> Excerto selecionado:
"""

A intimação para protecção
de direitos, liberdades e garantias, prevista nos artigos 109.º a 111.º do
Código de Processo nos Tribunais Administrativos (CPTA), constitui uma forma de
processo especial urgente.
Esta forma de processo
pode ser utilizada para defesa de todo o tipo de direitos, liberdades e
garantias, apresentando, por isso, um âmbito mais vasto do que o artigo 20.º/5
da Constituição da República Portuguesa (CRP) que trata apenas de direitos,
liberdades e garantias pessoais. Coloca-se a questão de saber se estão
incluídos os direitos análogos: tem-se entendido que sim, pois, apesar de não se
conseguir identificar com precisão quais são esses direitos análogos, o regime
dos direitos, liberdades e garantias constitucional, aplica-se também aos
direitos fundamentais de natureza análoga (artigo 17.º CRP)[1].
Parece que também a jurisprudência tem entendido com alguma abertura a
delimitação das situações jurídicas subjectivas que constituem direitos,
liberdades e garantias.
Para além de estar em causa um
direito, liberdade ou garantia, é ainda necessário que se trate de uma situação
com carácter de urgência. Então, qual a diferença entre a intimação para
protecção de direitos, liberdades e garantias e as providências cautelares que
também visam esta matéria? Estas últimas também têm carácter urgente e podem
visar a protecção de direitos, liberdades e garantias (artigo 131.º CPTA),
logo, temos pelo menos duas maneiras de resolver o problema. Contudo, não é
assim: a intimação para protecção de direitos, liberdades e garantias é um meio
principal, decide a título definitivo. Por sua vez, as providências cautelares são
instrumentais/acessórias do processo principal, são provisórias. Este processo
declarativo urgente de intimação intervém para suprir as insuficiências da
tutela cautelar, na medida em que esta visa assegurar a utilidade dos processos
declarativos[2]. Neste caso,
o critério decisivo não é a urgência, mas a irreversibilidade: dado que a
providência cautelar é provisória e o processo principal é definitivo, se o
direito em causa se bastar com uma protecção provisória (ou seja, é
reversível), então o processo principal é desnecessário. Deste modo, a
intimação para protecção de direitos, liberdades e garantias é subsidiária face
à tutela cautelar (e não face ao artigo 131.º CPTA como parece dizer o
preceito, pois a remissão do artigo 109.º/1 CPTA para o artigo 131.º CPTA parte
do erro de que o artigo 131.º CPTA é uma providência cautelar especificada para
a tutela de direitos, liberdades e garantias. Ora, não é assim: o artigo 131.º
CPTA também pode ser utilizado quando haja especial urgência, mesmo que não esteja
em causa um direito, liberdade ou garantia).

"""

> Entradas fornecidas:

"""

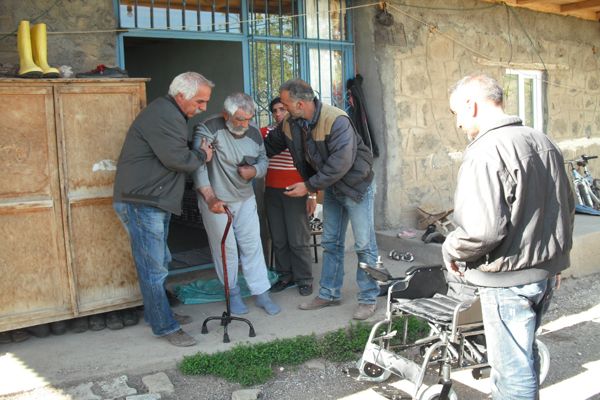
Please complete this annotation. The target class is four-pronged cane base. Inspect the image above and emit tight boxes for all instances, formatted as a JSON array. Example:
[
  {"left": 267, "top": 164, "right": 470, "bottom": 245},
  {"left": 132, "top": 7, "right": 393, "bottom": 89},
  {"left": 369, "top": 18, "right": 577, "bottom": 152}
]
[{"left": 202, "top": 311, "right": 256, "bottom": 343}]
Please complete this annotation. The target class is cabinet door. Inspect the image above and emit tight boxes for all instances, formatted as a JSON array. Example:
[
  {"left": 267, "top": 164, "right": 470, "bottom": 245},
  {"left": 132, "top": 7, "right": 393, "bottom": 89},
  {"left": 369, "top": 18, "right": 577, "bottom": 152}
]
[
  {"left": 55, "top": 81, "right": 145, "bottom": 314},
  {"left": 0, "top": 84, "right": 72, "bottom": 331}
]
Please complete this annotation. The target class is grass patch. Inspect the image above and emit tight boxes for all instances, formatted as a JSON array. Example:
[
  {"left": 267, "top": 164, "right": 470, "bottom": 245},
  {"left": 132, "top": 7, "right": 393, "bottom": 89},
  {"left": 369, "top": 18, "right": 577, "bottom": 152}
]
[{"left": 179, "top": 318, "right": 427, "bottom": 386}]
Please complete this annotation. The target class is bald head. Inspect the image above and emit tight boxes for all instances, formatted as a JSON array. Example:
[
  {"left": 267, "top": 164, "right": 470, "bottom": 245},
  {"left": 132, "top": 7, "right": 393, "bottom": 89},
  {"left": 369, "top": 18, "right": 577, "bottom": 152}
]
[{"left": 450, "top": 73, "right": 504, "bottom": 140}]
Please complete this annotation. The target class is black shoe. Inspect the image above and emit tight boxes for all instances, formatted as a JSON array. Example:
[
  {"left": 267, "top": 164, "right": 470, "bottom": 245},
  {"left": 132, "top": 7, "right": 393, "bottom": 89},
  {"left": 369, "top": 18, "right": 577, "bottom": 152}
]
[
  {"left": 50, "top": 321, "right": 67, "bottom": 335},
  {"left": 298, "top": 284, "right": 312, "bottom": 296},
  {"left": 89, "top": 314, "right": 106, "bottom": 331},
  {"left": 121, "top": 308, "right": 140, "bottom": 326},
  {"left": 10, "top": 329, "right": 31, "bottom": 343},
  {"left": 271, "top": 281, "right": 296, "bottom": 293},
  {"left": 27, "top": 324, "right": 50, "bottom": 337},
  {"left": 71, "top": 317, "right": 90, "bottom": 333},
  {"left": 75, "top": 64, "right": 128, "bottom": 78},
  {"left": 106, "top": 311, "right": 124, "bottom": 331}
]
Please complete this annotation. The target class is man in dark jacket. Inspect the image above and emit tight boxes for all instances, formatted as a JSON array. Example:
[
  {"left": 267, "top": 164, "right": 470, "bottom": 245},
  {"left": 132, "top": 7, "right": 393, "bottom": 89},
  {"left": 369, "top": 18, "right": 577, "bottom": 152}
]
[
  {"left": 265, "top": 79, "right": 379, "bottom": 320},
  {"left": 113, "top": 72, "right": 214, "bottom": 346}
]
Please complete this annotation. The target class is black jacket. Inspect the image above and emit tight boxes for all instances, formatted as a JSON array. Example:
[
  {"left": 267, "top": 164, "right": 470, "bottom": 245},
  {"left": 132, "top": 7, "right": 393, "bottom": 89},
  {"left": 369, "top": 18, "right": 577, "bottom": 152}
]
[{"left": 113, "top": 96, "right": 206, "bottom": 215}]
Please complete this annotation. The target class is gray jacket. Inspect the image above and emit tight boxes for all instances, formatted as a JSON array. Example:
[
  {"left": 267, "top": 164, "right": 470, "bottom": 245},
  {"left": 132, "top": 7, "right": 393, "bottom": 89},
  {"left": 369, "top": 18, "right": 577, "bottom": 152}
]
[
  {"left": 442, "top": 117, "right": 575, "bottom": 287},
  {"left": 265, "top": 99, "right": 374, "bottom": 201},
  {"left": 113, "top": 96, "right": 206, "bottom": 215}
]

"""

> Requisitos:
Responda às perguntas seguintes com base no excerto sobre a intimação para protecção de direitos, liberdades e garantias:
1. Em que artigos do CPTA está prevista esta intimação?
2. Segundo o excerto, de que direitos trata apenas o artigo 20.º/5 da CRP?
3. Que critério é apontado como decisivo, em vez da urgência?

> Resultado final:
1. Nos artigos 109.º a 111.º do CPTA.
2. Apenas de direitos, liberdades e garantias pessoais.
3. A irreversibilidade.